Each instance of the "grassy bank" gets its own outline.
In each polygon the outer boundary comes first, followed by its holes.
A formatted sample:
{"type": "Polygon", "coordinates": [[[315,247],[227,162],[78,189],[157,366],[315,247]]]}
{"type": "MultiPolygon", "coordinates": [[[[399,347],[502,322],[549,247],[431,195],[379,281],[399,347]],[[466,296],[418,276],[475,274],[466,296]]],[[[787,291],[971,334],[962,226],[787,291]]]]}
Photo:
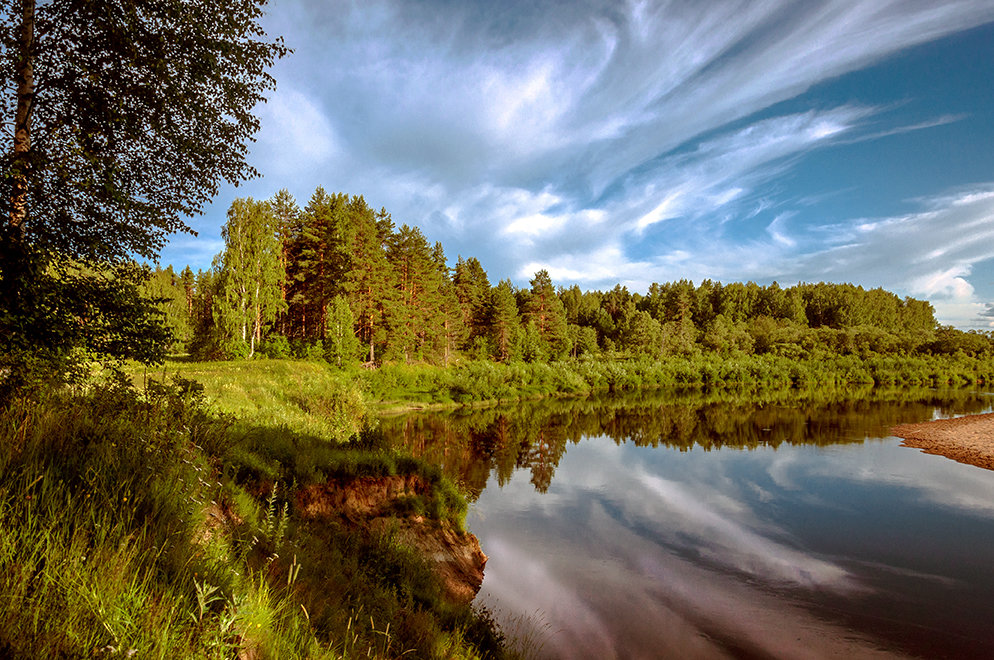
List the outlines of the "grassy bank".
· · · · ·
[What the task asks] Rewrite the entries above with "grassy bank" replaced by "muddy riverbank" throughout, changing nothing else and omitting the pictures.

[The completed task]
Each instance of the "muddy riverbank" gets its own outline.
In each polygon the outer boundary comes first, followed by its holes.
A formatted sample:
{"type": "Polygon", "coordinates": [[[315,247],[227,162],[78,189],[157,366],[315,247]]]}
{"type": "MultiPolygon", "coordinates": [[[[399,347],[502,322],[549,247],[431,195],[379,281],[399,347]],[[466,296],[418,276],[475,274],[466,296]]],[[[787,291],[971,334],[962,226],[787,291]]]]}
Photo:
List the outlines of the "muddy riverbank".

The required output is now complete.